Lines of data
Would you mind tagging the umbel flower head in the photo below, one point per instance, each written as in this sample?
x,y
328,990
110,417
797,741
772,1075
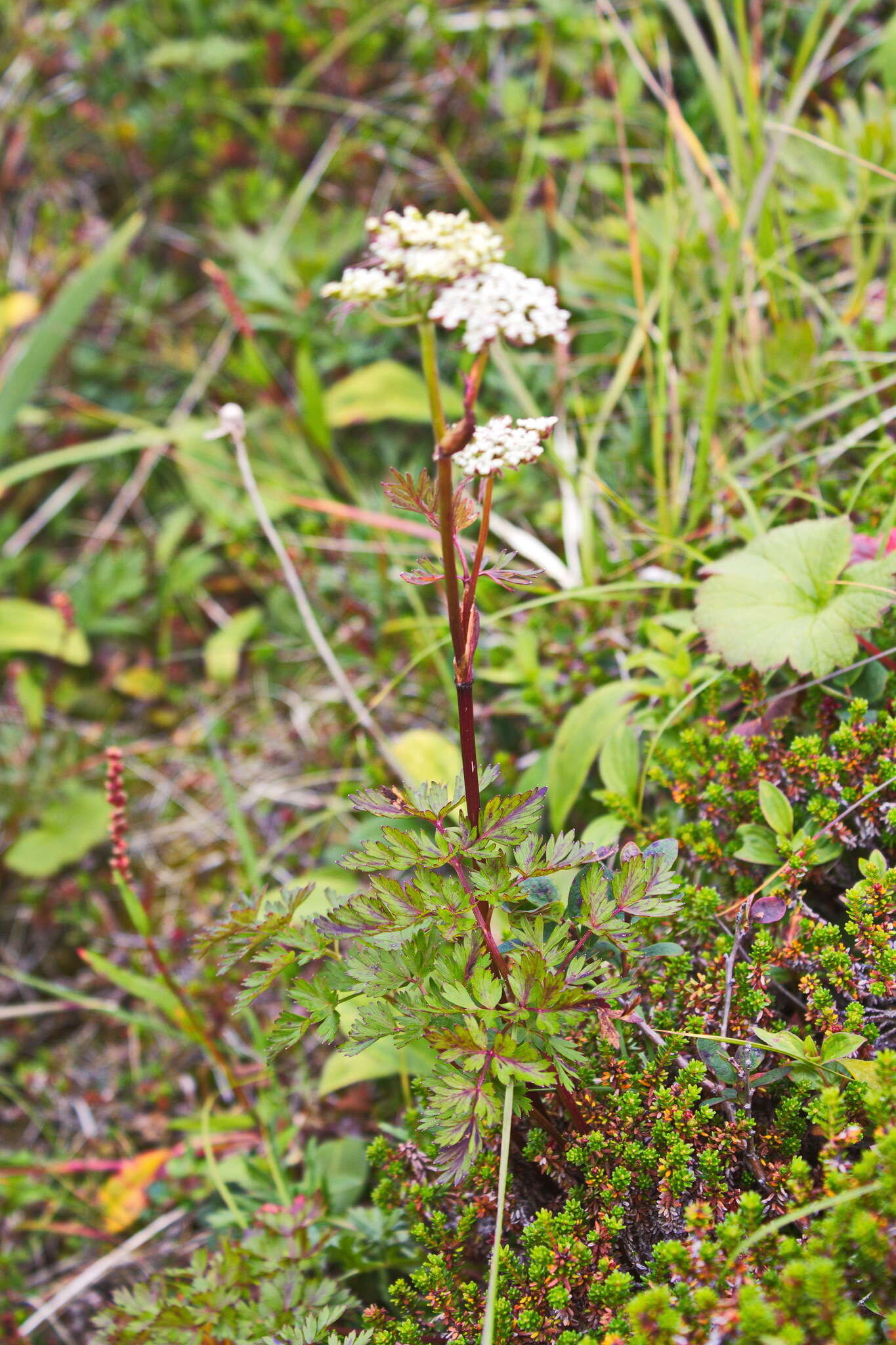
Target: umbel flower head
x,y
413,249
503,444
500,300
452,269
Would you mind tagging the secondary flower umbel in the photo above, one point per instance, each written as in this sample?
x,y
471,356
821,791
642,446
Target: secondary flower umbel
x,y
500,300
504,444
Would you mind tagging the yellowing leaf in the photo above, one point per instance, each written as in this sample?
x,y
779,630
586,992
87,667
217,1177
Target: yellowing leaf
x,y
382,1060
123,1199
16,310
140,682
383,390
223,649
427,757
74,822
38,628
580,739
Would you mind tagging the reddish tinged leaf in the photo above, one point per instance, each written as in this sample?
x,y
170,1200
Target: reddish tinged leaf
x,y
767,910
416,495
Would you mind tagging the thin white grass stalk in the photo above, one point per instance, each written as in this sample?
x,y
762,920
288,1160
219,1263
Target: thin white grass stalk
x,y
490,1298
98,1270
307,611
832,150
793,109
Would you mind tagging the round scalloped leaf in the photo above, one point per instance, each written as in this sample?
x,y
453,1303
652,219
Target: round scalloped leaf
x,y
792,596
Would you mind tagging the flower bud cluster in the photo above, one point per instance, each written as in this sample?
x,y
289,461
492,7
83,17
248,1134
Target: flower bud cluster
x,y
119,821
503,444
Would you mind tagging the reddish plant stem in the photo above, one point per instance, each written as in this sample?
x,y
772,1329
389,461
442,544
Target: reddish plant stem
x,y
469,595
446,533
468,751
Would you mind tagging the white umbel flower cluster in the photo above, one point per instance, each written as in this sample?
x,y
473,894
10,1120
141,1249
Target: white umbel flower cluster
x,y
503,444
435,248
500,300
362,286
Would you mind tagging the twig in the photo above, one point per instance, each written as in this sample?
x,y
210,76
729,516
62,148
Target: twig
x,y
98,1270
730,969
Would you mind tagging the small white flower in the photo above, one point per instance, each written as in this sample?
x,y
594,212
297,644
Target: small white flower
x,y
433,248
362,286
412,249
504,444
232,420
500,300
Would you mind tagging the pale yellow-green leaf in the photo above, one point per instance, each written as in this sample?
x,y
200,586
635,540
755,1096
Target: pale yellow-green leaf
x,y
383,390
16,310
382,1060
578,741
140,682
427,757
38,628
72,825
223,649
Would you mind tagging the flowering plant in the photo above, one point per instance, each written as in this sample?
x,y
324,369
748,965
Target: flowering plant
x,y
461,940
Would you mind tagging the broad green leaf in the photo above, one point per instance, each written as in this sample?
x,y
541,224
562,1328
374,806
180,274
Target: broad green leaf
x,y
784,1043
339,1166
842,1044
620,763
792,596
69,827
140,682
775,808
37,628
662,950
580,739
605,830
427,757
383,390
382,1060
757,845
58,323
223,649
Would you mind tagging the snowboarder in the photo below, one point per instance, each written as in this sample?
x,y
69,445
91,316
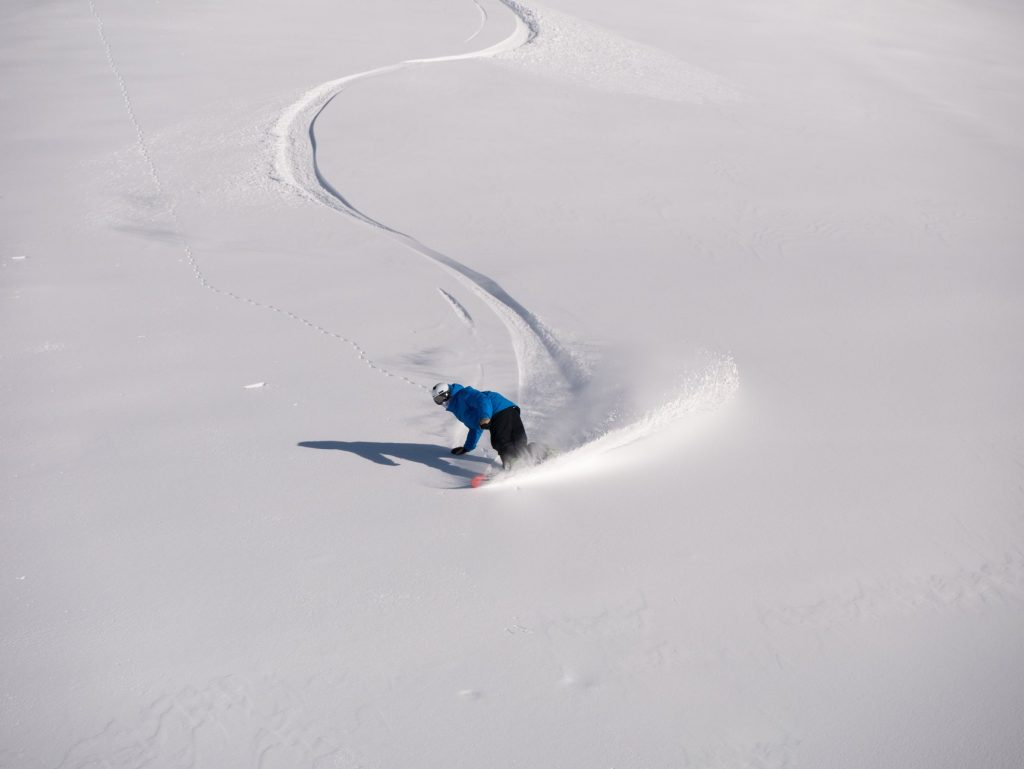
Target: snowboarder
x,y
484,411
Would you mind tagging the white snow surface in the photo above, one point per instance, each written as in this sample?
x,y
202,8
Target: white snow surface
x,y
754,268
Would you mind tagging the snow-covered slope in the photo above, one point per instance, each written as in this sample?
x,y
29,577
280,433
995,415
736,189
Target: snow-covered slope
x,y
753,267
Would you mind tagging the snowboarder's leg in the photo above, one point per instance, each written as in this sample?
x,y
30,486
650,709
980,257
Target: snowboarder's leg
x,y
507,435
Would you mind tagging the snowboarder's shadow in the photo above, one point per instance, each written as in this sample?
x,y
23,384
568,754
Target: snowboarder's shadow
x,y
430,455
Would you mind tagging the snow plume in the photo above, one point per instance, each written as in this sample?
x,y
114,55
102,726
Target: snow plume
x,y
612,410
572,50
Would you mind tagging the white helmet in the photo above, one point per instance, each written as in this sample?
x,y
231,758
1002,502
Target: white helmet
x,y
441,392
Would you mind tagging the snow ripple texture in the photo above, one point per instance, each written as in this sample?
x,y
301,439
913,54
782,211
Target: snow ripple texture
x,y
585,54
550,375
548,372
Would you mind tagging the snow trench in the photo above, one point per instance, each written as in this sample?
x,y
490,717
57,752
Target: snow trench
x,y
548,372
552,379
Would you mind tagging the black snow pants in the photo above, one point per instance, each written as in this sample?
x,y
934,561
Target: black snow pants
x,y
508,436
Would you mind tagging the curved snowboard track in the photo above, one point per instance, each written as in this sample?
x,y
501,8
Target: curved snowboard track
x,y
548,372
549,375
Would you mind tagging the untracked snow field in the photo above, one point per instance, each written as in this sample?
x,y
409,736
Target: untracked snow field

▶ **Requirements**
Edit the data above by changing every "one point per instance" to "one point for each instance" and leaving everything else as it is. Omit the pictures from your answer.

▶ **Written answer**
Would you mind tagging the umbel flower head in the photo below, one point for each instance, each written as in this sample?
x,y
328,990
110,417
797,741
772,1075
Target: umbel flower head
x,y
413,249
503,444
500,300
452,269
Would you mind tagging the secondary flower umbel in the photo above, one point for each instance, each written as in this sample?
x,y
471,356
821,791
642,446
Target: secondary flower umbel
x,y
500,300
504,444
Would you mind tagging the yellowing leaf in the photo above, one point for each instance, each written as in this sample?
x,y
779,630
586,992
87,667
217,1177
Target: yellowing leaf
x,y
382,1060
123,1199
16,310
140,682
383,390
223,649
427,757
74,822
38,628
580,739
Would you mind tagging the reddish tinged leaf in the photo above, one point for each instance, each written as in this sample?
x,y
170,1200
Target: reddish tinged leaf
x,y
767,910
416,495
Would you mind tagging the thin white grass stalk in the photo above, one point for each instance, each written as in this sample?
x,y
762,920
288,1160
219,1263
Target: thin white grass stalk
x,y
490,1298
98,1270
307,611
832,150
793,109
Would you mind tagging the round scalloped leaf in the photo above, one point for each instance, each written as in this sample?
x,y
453,1303
652,219
Target: round scalloped leaf
x,y
792,596
Would you mind tagging the flower bud cluster in the photo above, one point for each instance, each written as in this sample?
x,y
289,461
492,7
83,17
248,1134
Target: flower bud cluster
x,y
119,821
503,444
Would you mind tagging the reddish plant stem in the photo above, one point for each instance, each written as in this sample?
x,y
772,1329
389,461
442,544
Target: reddish plant stem
x,y
469,595
446,533
468,751
Would you mind tagging the white umbel flower cluster in the photo above, one point for each instance, each written as in this sample?
x,y
473,894
10,1120
141,1249
Target: white umbel flower cluster
x,y
503,444
435,248
500,300
362,286
Would you mind tagging the twig in the photo above, one point for each instance, each written as in this sample?
x,y
210,76
729,516
62,148
Target: twig
x,y
98,1270
730,969
Would you mind tagging the small white flower in the photo above, one point for each instance, each written as in this sample?
x,y
594,212
297,644
Target: small white flower
x,y
433,248
362,286
412,249
504,444
232,420
500,300
Would you mind tagging the pale yellow-green leaf in the photo above, one point for each instance, each written as in this sample?
x,y
200,586
635,540
755,1096
Target: pale yellow-green leaf
x,y
383,390
16,310
382,1060
578,741
140,682
427,757
38,628
72,825
223,649
Would you mind tagging the flowering plant in the photo above, one point for each instance, each written as in this sample?
x,y
324,369
748,965
Target: flowering plant
x,y
461,940
Would you mind tagging the broad green leaf in the photo above, one point for each instance, each written as in this sample?
x,y
541,224
562,1328
374,806
180,274
Target: broad green leaf
x,y
784,1043
339,1166
842,1044
620,763
792,596
69,827
140,682
775,808
37,628
662,950
580,739
605,830
427,757
383,390
382,1060
757,845
58,323
223,649
Would you mind tagging the snowboarder in the photo below, one point for each instance, each written as in this sample?
x,y
69,445
91,316
Target: snowboarder
x,y
484,411
Would you mind tagging the white snow surface in the photo above, one point for each instance, each written as in this sample?
x,y
202,8
Target: white snow surface
x,y
754,268
Would you mind tagging the snow-covered slope in the photo above, one point for each instance, each written as in this sample?
x,y
29,577
280,433
995,415
736,189
Target: snow-covered slope
x,y
753,267
Would you mind tagging the snowboarder's leg in the photo above, one point for each instance, each written as in this sample?
x,y
30,486
650,709
980,257
Target: snowboarder's leg
x,y
507,435
Would you mind tagging the snowboarder's shadow in the photo above, one point for each instance, each written as in this sample?
x,y
23,384
568,754
Target: snowboarder's shadow
x,y
430,455
Would you mind tagging the snow plume in the photo above, one point for each instance, each written as in this sample?
x,y
114,55
102,726
Target: snow plume
x,y
612,410
572,50
Would you mind tagging the white helmet in the photo above, one point for each instance, each written as in this sample?
x,y
231,758
1002,502
Target: white helmet
x,y
441,392
Would you mind tagging the snow ripple texture in the photo above, one point for each instance, each written as in this sample?
x,y
301,439
913,54
782,211
Target: snow ripple texture
x,y
585,54
550,375
548,372
Would you mind tagging the snow trench in the photo above, one point for each instance, each written as in this sample?
x,y
490,717
57,752
Target: snow trench
x,y
548,372
552,379
Would you mind tagging the black snow pants in the photo above, one point for each instance, each written as in this sample?
x,y
934,561
Target: black snow pants
x,y
508,436
Would you mind tagging the curved snowboard track in the photo above, one point for each instance, each written as in this sample?
x,y
501,8
Target: curved snowboard track
x,y
548,372
549,375
Would you mind tagging the untracked snow field in the photo above, one point for each instance, each written as in this sample?
x,y
409,736
Target: untracked snow field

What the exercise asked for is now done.